◆ **WORK REQUEST**: From the entries below, transcribe exactly the lines between the line holding "Target: glass tabletop" and the line holding "Every instance of the light", inclusive; skip all other lines.

--- START ---

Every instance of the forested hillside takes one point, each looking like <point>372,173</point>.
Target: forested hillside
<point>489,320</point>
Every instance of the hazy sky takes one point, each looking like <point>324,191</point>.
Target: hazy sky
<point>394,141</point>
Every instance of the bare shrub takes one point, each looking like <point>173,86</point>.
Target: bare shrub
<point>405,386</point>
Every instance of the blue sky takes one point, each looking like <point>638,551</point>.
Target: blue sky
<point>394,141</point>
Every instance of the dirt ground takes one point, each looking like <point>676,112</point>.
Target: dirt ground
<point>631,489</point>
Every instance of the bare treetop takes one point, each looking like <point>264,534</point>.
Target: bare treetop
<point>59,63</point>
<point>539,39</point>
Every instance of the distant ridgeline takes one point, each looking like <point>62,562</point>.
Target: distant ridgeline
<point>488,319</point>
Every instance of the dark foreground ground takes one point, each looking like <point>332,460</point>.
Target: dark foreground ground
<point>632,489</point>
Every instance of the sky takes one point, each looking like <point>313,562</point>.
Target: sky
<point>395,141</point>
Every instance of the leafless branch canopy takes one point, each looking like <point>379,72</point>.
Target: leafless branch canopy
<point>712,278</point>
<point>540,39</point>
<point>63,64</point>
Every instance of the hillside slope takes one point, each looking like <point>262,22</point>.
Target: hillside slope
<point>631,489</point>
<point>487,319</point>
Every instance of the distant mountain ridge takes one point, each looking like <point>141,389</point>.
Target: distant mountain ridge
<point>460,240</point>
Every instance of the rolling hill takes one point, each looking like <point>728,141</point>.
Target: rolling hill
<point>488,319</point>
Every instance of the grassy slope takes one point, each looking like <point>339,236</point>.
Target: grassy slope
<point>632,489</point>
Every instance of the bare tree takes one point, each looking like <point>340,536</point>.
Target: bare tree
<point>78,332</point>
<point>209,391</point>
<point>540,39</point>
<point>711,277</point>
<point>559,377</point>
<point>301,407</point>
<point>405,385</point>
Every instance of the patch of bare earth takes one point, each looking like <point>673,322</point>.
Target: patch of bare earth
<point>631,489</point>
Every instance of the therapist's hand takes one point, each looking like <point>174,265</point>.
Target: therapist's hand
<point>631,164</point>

--- END ---
--- START ---

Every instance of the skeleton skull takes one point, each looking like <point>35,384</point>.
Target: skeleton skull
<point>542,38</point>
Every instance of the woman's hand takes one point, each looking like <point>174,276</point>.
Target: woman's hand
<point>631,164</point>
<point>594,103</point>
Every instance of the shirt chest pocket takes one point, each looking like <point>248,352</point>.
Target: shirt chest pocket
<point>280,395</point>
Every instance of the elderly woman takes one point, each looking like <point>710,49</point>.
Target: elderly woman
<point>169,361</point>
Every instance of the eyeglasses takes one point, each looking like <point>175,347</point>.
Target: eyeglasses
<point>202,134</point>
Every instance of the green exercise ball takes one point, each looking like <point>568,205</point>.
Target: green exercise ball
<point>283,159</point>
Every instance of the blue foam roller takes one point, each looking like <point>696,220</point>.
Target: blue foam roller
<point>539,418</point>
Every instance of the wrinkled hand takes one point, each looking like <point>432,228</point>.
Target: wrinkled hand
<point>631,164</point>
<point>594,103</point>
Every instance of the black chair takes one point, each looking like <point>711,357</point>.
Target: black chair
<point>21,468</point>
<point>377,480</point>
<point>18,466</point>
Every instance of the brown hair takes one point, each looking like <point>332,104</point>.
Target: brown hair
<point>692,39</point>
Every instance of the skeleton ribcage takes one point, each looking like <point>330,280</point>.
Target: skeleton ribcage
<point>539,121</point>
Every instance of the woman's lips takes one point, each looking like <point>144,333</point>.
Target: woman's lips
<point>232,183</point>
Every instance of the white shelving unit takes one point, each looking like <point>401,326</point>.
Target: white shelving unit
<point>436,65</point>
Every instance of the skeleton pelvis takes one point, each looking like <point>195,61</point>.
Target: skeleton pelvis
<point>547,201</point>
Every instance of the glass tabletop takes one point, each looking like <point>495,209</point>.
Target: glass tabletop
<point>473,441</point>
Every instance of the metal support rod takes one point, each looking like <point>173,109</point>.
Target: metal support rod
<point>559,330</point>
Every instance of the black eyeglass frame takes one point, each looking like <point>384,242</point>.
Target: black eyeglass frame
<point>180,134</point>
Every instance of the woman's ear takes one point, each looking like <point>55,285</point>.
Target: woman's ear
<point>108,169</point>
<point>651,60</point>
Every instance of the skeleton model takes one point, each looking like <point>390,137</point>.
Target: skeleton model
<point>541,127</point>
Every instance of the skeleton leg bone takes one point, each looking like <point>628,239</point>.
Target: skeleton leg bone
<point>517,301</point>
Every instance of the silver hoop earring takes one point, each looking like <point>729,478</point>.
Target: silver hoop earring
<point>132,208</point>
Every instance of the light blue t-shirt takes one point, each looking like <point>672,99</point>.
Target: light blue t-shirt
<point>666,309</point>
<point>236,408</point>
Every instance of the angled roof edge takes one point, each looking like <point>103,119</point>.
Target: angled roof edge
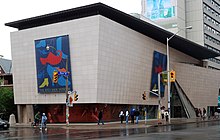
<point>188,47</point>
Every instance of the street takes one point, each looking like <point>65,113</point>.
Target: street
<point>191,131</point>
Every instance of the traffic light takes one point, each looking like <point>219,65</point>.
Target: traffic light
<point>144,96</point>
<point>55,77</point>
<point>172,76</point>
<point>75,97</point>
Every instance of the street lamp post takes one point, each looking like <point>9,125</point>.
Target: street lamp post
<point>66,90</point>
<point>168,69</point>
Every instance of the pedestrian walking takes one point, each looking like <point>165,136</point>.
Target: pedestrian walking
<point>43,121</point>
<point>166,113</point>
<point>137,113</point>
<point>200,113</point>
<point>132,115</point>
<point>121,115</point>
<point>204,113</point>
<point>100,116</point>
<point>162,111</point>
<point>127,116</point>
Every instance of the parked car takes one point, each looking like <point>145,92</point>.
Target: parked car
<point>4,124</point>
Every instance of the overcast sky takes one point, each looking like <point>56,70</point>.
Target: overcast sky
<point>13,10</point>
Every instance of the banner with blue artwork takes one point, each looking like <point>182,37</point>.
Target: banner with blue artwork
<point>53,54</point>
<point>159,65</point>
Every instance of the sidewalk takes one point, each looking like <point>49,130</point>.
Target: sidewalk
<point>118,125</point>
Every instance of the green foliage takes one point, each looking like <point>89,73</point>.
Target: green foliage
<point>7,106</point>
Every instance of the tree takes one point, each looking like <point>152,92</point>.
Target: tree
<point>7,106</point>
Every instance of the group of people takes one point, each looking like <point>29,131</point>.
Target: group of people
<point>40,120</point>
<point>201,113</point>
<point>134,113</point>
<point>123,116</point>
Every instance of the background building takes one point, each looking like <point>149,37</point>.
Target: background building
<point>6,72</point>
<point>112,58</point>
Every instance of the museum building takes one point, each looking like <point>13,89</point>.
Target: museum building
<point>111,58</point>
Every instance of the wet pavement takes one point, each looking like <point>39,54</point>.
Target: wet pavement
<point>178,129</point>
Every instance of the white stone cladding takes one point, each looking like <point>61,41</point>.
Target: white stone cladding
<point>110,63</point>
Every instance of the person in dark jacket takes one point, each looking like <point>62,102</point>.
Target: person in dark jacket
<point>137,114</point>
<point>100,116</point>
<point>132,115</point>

--- END ---

◆ **EXERCISE ANSWER**:
Target: glass tabletop
<point>473,441</point>
Every instance of the metal support rod takes one point, each looking like <point>173,109</point>.
Target: metal support rod
<point>559,330</point>
Every instance of the black eyeglass frame takes one point, each looking like <point>384,242</point>.
Target: black eyeglass frame
<point>180,134</point>
Every instance of the woman's ear takes one point, each looking like <point>55,285</point>.
Target: woman's ear
<point>108,169</point>
<point>651,60</point>
Every instance of the skeleton model takes one point, each looking like <point>390,137</point>.
Target: skeleton model
<point>541,127</point>
Every instance of the skeleton leg bone takes one point, each looking like <point>628,239</point>.
Target: skeleton leg bone
<point>517,301</point>
Every instance of the silver hoop earring takes one point, each looking like <point>729,478</point>.
Target: silver hoop earring
<point>132,208</point>
Every instance of the light blue t-shirt takes one point, each looking like <point>672,99</point>.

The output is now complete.